(THE TASKS)
a) In the forum thread about the compromised Linux system, how many minutes after SSHing in was root compromised?
b) Decide whether each statement below agrees with the forum thread, and answer yes or no for each. Quote the deciding words from the thread.
(i) The compromised system was running a fully up to date Debian etch.
(ii) The intruders created a new account with uid=0.
(iii) The nightly backups ran successfully during the intrusion.
c) Copy from the forum thread the passage starting with "5. A couple" and going on through "configuration files.".

(READING TEXT)

------------------------

Linux Declared Hacker Proof - fiaz
http://www.allheadlinenews.com/articles/7010483023

======
jws
Funny title. I've now been awake for 44 of the last 48 hours securing,
studying, and rebuilding a multiuser public access linux system that got
compromised (fully up to date Debian etch). I think I'll go to sleep instead
of reading the article though.

From my stored packet and logfile analysis it went about like this:

    
    
      1. POP/IMAP password driller guesses defunct account password. (Darn Canadians.)
      2. 7 minutes after SSHing in, root is compromised.
      3. They create a new account with uid=0, how quaint.
      4. A trojan /usr/bin/ssh is installed.
      5. A couple more accounts have their passwords guessed (probably from a copy of /etc/shadow)
      6. The nightly backups failed, catching my attention.
    

Now I need to take a long think about how to detect and halt this sooner. It
was mostly luck that his trojan ssh had a regression bug that tripped on my
configuration files.

------------------------

(PROVIDED DATA)
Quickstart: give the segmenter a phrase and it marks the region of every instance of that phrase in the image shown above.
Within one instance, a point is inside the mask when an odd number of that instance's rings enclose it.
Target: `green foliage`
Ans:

------------------------

(ANSWERS)
a) Root was compromised 7 minutes after SSHing in.

b)
(i) Yes: "fully up to date Debian etch"
(ii) Yes: "They create a new account with uid=0"
(iii) No: "The nightly backups failed, catching my attention."

c)
5. A couple more accounts have their passwords guessed (probably from a copy of /etc/shadow)
      6. The nightly backups failed, catching my attention.
    

Now I need to take a long think about how to detect and halt this sooner. It
was mostly luck that his trojan ssh had a regression bug that tripped on my
configuration files.